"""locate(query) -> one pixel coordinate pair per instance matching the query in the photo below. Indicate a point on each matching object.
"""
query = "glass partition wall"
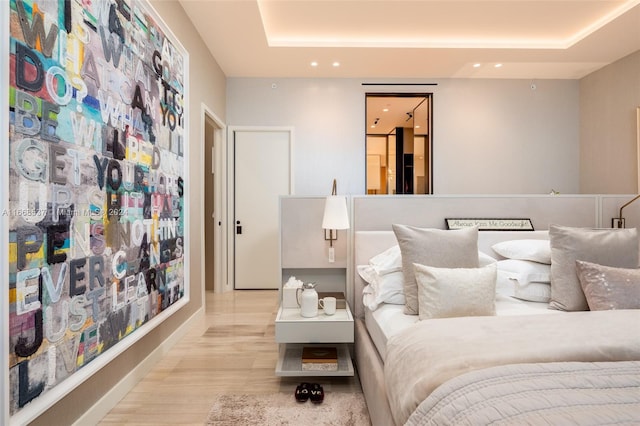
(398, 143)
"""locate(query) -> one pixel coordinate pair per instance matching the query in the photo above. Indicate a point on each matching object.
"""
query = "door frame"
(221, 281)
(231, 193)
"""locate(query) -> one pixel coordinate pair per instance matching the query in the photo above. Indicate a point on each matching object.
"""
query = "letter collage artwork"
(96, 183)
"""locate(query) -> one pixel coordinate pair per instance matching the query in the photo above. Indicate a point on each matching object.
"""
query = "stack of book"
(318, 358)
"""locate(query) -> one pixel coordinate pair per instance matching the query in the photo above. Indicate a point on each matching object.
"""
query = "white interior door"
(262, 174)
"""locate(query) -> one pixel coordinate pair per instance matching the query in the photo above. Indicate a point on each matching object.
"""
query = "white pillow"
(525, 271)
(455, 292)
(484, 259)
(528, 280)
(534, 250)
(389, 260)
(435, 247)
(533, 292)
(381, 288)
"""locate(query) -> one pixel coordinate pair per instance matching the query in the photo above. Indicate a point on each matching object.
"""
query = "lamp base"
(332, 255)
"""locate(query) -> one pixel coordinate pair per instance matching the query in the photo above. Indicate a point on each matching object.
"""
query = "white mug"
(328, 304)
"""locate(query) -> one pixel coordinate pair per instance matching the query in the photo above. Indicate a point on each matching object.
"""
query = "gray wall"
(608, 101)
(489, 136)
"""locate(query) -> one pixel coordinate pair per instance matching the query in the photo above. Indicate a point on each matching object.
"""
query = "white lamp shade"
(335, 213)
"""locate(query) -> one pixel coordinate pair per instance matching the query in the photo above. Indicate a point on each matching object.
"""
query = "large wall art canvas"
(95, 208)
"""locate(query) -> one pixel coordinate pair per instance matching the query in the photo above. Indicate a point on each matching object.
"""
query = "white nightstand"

------------------------------------------------------------------------

What this task involves> Everything in the records above should be printed again exactly, except the pictures.

Response>
"""locate(query) -> one pixel coordinate pair per instance matching the query in the photo below. Indicate a point on each matching object.
"""
query = "glass partition wall"
(398, 143)
"""locate(query) -> one pixel coordinate pair per instance matching the query in the photo above. Indicate a point on each matching object.
"""
query = "door frame"
(221, 281)
(231, 193)
"""locate(query) -> one pixel coordinate pair per instance matching the query in the photo above. Indicate a point on each matching object.
"""
query = "letter collage artwork"
(96, 183)
"""locate(query) -> one pixel coordinate pair per instance matching the query in the photo above. Indicate a point on each matching object.
"""
query = "stack of book"
(318, 358)
"""locate(query) -> one pixel coordinate pair per instance matching the query in the photo above. Indicate a point on each matching object.
"""
query = "white interior door"
(262, 174)
"""locate(query) -> one pixel coordinate pair per instance matching the query in the photo above. Indicate a point on each matching object.
"""
query = "white pillow"
(525, 271)
(455, 292)
(484, 259)
(528, 280)
(534, 250)
(389, 260)
(435, 247)
(533, 292)
(381, 288)
"""locate(query) -> one pixel coordinate pair per instance matching the query in the photo above. Indicate a point on each matching object.
"""
query = "lamp base"
(332, 255)
"""locate(query) -> one pixel coordinate pair per instance matching the query in the photo above. Indicate a point on each matching object.
"""
query = "white mug"
(328, 304)
"""locate(query) -> one pixel coordinate pair per instance matching the query in the photo above. Indicate a point on each matching object.
"""
query = "gray wall"
(608, 101)
(489, 136)
"""locate(query) -> one pixel coordinate pair per instance matching the query in the photo above. Indicate a point on each matching object.
"""
query = "white lamp shade"
(335, 213)
"""locate(query) -> one pixel coordinate pair per instance matching the query in the photo above. Indicate a point on each matching object.
"""
query = "large wall art canvas"
(95, 208)
"""locate(query) -> one pixel coordinate pair per instance matching the query in the photo above. Indicate a point on each matching object.
"""
query = "white nightstand"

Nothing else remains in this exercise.